-------- Supplied entries --------
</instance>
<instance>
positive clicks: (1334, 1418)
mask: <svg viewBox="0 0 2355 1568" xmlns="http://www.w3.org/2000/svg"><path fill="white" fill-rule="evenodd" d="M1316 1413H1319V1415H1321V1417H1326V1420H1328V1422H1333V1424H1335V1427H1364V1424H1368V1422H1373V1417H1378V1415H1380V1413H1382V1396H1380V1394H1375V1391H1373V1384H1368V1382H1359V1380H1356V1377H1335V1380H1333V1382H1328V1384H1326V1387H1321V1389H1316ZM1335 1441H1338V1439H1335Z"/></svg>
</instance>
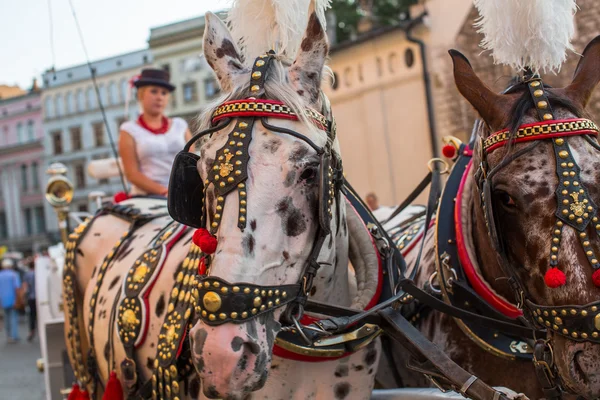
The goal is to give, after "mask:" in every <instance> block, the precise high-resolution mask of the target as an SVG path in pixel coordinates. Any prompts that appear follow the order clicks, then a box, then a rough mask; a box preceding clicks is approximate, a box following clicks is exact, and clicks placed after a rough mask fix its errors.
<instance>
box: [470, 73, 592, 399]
--------
Work required:
Copy the records above precisely, and leave every image out of the copy.

Task response:
</instance>
<instance>
positive clicks: (1334, 1418)
mask: <svg viewBox="0 0 2355 1568" xmlns="http://www.w3.org/2000/svg"><path fill="white" fill-rule="evenodd" d="M1316 1413H1319V1415H1321V1417H1326V1420H1328V1422H1333V1424H1335V1427H1364V1424H1368V1422H1373V1417H1378V1415H1380V1413H1382V1396H1380V1394H1375V1391H1373V1384H1368V1382H1359V1380H1356V1377H1335V1380H1333V1382H1328V1384H1326V1387H1321V1389H1316ZM1335 1441H1338V1439H1335Z"/></svg>
</instance>
The goal is to give, after "mask:" in every <instance> block, the precise high-resolution mask of the target as an SVG path in pixel coordinates. Any prompts that appear follow the order clicks, then a box, then a rough mask; a box preceding clicks is approximate, a box following clicks is exact, and clicks placed after a rough mask fix its errors.
<instance>
box: [470, 73, 592, 399]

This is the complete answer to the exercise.